* Excerpt:
........
Some of the greatest lawyers and public servants this country has ever known studied law in California accredited law schools (CALS). Marvin Lewis, Sr., a famed San Francisco Trial Lawyer; former California Governor Edmund G. (Pat) Brown, Sr.; and former Lieutenant-Governor Leo T. McCarthy, were graduates of a small evening California accredited law school in San Francisco.
Graduates of the California accredited law schools also include Jose Alva, the first Latino Superior Court Judge in San Joaquin County, California; Bonnie Dumanis, the first openly lesbian/LGBT community member to serve as a district attorney in the nation, and first woman and first Jewish person elected as district attorney for San Diego County, California; Jan Scully, the first woman district attorney of Sacramento County, California; Barbara S. Fass, the first female Mayor of Stockton, California; Lewis F. Brown, Sr., the first African American elected to office in Solano County, California; Civil Rights Activist Oscar “Zeta” Acosta Fierro; and numerous other judges, district attorneys, city attorneys, and other distinguished politicians, lawyers and leaders.
Names and information for some of the graduates appear below.
Edmund Gerald “Pat” Brown, Sr. studied law at San Francisco Law School, where he graduated first in his class. While in law school, Brown worked for Milton Schmitt, a blind attorney and former Republican assemblyman. Brown continued to work for Schmitt after passing the bar at the age of 21 and eventually took over the practice.
On January 8, 1944, Brown was sworn into office as San Francisco’s District Attorney, a post he held until 1950 when he became the state’s Attorney General. He served two terms as California’s Attorney General, initiating statistical crime review and establishing the Citizens’ Advisory Committee on Crime Prevention during his tenure.
In 1959, Brown became the 32nd Governor of California, and four years later, defeated Richard Nixon to serve a second term. While in office, Brown significantly expanded California’s university system, made massive investments in the state’s freeway and water systems, and established California’s first commission to guarantee equal employment opportunities.
Leo Tarcisius McCarthy was an American lawyer, businessman and politician. He served as the 43rd Lieutenant Governor of California. His parents emigrated in the early 1900s from County Kerry in Ireland to Auckland, New Zealand in search of a better life. In the midst of the Great Depression, when Leo was three years old, he, his parents and siblings, immigrated to the United States. They settled in San Francisco where his father became the proprietor of an Irish tavern. Leo went on to earn a bachelor’s degree in history from the University of San Francisco (USF) and then served in the U.S. Air Force Strategic Air Command during the Korean War.
In 1958, McCarthy managed the successful campaign for State Senate of J. Eugene McAteer and then served as his administrative assistant in Sacramento. McCarthy attended San Francisco Law School at night while he worked as an aide to Senator McAteer — studying on the bus rides back and forth.
........
* Records supplied:

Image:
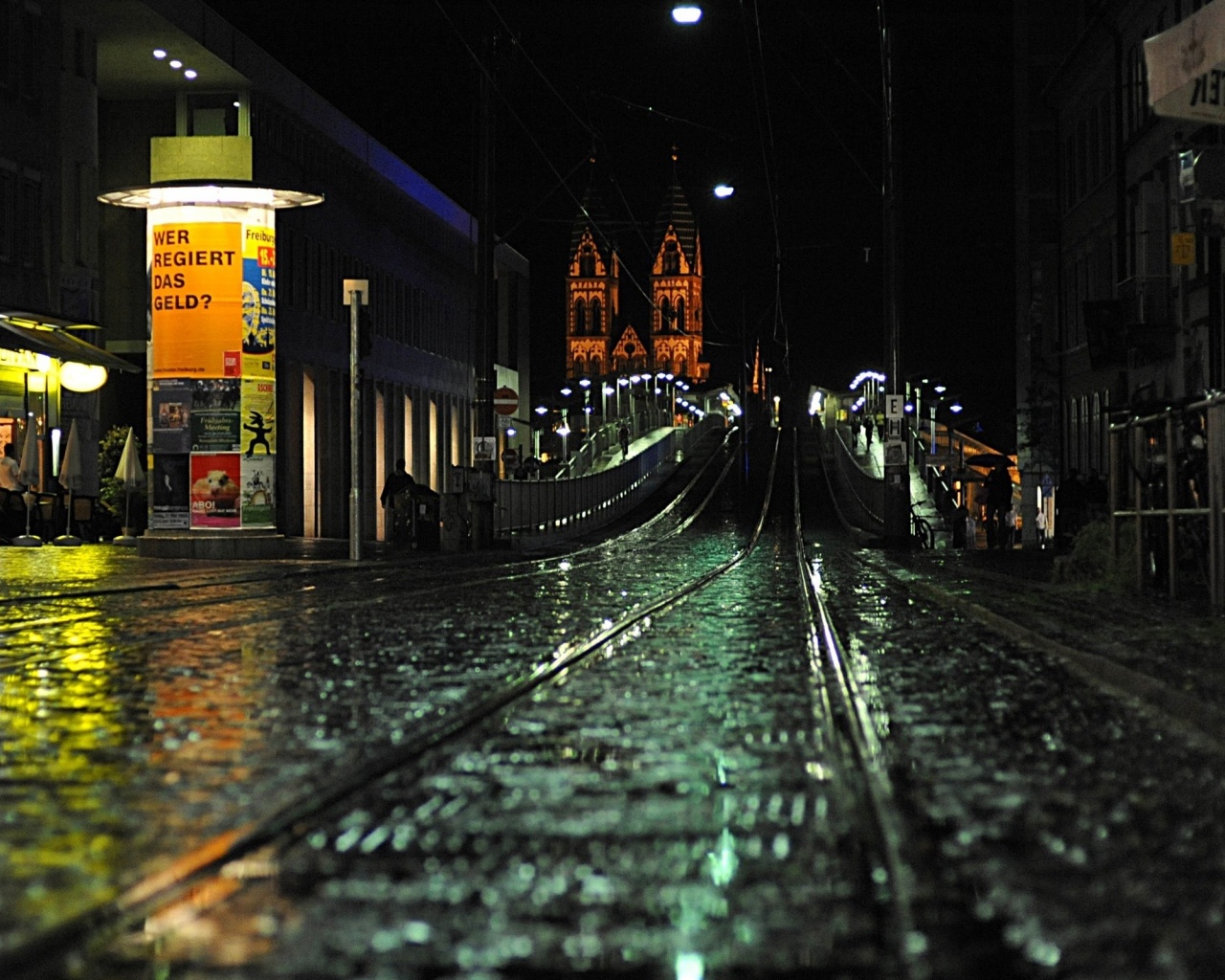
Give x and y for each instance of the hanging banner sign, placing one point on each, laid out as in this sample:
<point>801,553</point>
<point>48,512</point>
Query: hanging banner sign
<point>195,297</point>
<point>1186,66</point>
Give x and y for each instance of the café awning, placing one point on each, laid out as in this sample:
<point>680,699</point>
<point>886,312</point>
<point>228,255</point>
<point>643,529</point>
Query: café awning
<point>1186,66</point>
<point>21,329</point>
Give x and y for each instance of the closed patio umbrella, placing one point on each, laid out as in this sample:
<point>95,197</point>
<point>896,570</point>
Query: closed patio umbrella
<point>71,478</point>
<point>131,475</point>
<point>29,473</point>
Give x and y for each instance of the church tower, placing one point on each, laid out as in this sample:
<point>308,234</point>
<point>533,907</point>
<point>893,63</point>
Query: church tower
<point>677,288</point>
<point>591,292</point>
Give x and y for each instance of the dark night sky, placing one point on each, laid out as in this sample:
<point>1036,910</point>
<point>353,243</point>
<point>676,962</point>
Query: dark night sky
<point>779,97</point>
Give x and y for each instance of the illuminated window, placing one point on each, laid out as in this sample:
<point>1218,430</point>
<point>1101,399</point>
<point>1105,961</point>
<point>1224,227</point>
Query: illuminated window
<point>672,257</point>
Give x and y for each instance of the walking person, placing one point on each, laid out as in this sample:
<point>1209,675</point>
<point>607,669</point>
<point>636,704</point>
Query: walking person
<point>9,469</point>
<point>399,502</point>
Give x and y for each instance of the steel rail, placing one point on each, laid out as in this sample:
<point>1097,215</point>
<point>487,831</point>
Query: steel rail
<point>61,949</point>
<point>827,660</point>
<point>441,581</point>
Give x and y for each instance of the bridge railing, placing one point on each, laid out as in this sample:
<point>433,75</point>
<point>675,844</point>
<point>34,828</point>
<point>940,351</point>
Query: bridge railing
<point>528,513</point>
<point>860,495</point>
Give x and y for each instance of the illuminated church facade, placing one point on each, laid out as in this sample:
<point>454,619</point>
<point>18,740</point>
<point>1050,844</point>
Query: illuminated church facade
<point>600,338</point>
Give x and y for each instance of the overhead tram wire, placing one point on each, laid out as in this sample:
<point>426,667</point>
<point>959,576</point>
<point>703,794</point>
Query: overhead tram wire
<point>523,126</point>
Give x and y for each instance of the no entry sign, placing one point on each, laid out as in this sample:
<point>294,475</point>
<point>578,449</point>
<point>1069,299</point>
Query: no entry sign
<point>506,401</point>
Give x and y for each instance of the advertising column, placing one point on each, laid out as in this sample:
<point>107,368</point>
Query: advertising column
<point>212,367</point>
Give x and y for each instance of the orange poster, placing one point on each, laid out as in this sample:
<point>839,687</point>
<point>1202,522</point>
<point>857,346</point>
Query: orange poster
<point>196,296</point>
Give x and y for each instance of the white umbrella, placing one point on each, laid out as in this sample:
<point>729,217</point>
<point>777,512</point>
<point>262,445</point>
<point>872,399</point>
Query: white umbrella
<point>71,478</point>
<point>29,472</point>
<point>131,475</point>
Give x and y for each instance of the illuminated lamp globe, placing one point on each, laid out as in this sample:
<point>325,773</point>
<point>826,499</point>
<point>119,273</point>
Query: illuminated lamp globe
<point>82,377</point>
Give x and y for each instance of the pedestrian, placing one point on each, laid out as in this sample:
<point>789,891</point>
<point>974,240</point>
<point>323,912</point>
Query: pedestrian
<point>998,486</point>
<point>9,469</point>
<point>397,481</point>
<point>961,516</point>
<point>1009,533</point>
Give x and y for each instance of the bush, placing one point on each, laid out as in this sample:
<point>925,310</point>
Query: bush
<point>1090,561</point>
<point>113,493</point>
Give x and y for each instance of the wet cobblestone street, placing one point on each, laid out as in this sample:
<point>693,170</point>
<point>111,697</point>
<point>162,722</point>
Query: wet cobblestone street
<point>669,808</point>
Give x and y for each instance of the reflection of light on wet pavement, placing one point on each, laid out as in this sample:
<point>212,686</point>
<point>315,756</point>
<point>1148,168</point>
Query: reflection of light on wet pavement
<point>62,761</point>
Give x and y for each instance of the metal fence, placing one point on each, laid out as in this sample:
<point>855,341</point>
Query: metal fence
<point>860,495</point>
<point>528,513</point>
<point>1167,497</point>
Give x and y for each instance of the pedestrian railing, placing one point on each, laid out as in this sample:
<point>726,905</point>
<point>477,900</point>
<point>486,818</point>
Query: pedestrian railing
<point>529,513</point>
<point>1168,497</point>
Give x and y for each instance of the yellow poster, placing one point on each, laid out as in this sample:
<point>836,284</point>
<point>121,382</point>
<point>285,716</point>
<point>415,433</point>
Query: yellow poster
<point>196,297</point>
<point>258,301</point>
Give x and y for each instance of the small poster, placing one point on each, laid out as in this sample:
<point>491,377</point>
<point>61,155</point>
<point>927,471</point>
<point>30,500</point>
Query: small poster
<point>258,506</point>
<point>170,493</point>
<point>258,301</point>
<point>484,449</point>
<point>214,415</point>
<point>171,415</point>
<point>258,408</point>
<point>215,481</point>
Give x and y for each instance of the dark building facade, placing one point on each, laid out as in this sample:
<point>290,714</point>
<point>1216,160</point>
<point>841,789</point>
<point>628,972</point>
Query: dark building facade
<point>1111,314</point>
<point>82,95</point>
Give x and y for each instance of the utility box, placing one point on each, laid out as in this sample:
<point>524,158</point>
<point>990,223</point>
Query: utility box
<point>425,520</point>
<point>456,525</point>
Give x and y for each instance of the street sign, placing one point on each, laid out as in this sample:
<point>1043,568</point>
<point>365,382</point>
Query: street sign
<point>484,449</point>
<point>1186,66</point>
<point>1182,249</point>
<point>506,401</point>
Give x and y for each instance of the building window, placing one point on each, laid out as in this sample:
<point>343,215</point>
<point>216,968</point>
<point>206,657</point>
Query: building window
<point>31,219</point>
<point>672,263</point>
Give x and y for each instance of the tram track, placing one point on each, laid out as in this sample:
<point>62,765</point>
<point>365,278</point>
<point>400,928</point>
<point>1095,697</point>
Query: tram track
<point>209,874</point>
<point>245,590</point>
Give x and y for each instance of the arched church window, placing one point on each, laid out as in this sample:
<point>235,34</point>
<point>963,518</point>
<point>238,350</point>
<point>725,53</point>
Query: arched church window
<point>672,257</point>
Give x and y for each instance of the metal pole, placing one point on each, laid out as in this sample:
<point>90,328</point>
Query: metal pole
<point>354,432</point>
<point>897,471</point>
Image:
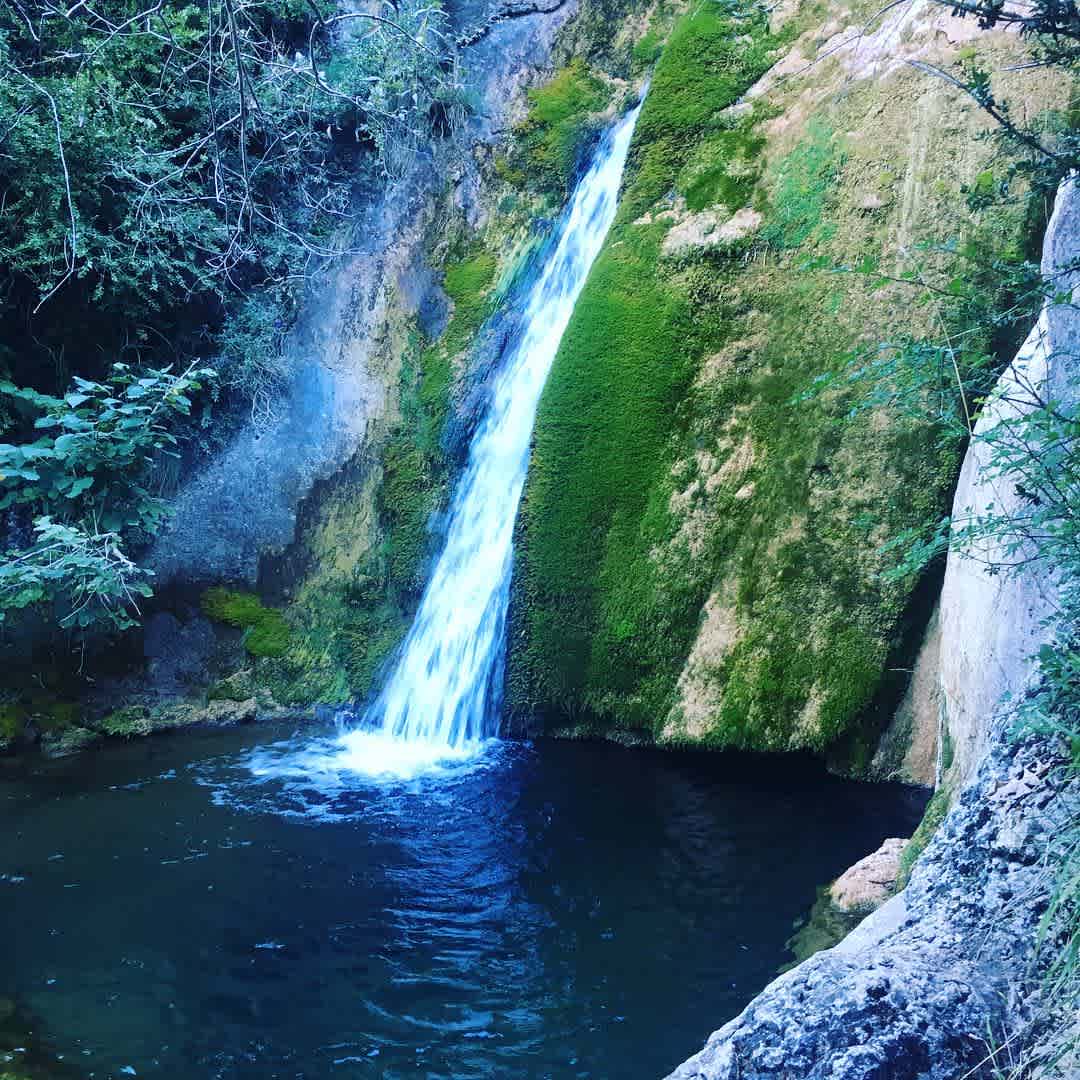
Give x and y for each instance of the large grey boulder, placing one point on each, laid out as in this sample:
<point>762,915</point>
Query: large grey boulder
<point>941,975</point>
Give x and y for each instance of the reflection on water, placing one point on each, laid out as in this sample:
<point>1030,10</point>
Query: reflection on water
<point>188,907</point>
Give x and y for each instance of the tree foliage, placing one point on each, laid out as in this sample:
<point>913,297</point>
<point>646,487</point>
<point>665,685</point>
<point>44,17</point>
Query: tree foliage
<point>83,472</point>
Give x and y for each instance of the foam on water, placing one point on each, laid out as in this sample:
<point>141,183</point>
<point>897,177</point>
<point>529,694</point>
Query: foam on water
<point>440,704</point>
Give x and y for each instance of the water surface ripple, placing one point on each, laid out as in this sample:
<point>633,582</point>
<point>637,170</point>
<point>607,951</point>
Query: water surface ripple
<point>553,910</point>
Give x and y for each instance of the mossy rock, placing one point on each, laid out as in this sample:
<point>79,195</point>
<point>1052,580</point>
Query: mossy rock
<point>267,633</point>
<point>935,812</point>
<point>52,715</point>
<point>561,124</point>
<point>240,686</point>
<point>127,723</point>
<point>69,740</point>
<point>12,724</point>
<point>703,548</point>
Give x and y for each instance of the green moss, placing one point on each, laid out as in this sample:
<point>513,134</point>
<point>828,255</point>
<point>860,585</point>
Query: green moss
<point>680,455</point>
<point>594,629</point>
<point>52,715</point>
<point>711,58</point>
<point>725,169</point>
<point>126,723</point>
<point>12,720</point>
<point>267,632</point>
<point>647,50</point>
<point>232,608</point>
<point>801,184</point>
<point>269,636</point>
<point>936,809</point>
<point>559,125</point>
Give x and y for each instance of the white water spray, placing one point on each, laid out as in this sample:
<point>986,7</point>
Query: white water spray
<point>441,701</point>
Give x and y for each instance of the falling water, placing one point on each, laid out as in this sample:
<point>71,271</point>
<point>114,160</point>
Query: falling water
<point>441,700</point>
........
* Challenges:
**A)** From the passage on California accredited law school graduates, return the stretch from "Leo Tarcisius McCarthy" through "the Korean War.", copied word for word.
**B)** In the passage on California accredited law school graduates, whom did Pat Brown defeat to win a second term as governor?

* Solution set:
**A)**
Leo Tarcisius McCarthy was an American lawyer, businessman and politician. He served as the 43rd Lieutenant Governor of California. His parents emigrated in the early 1900s from County Kerry in Ireland to Auckland, New Zealand in search of a better life. In the midst of the Great Depression, when Leo was three years old, he, his parents and siblings, immigrated to the United States. They settled in San Francisco where his father became the proprietor of an Irish tavern. Leo went on to earn a bachelor’s degree in history from the University of San Francisco (USF) and then served in the U.S. Air Force Strategic Air Command during the Korean War.

**B)** Richard Nixon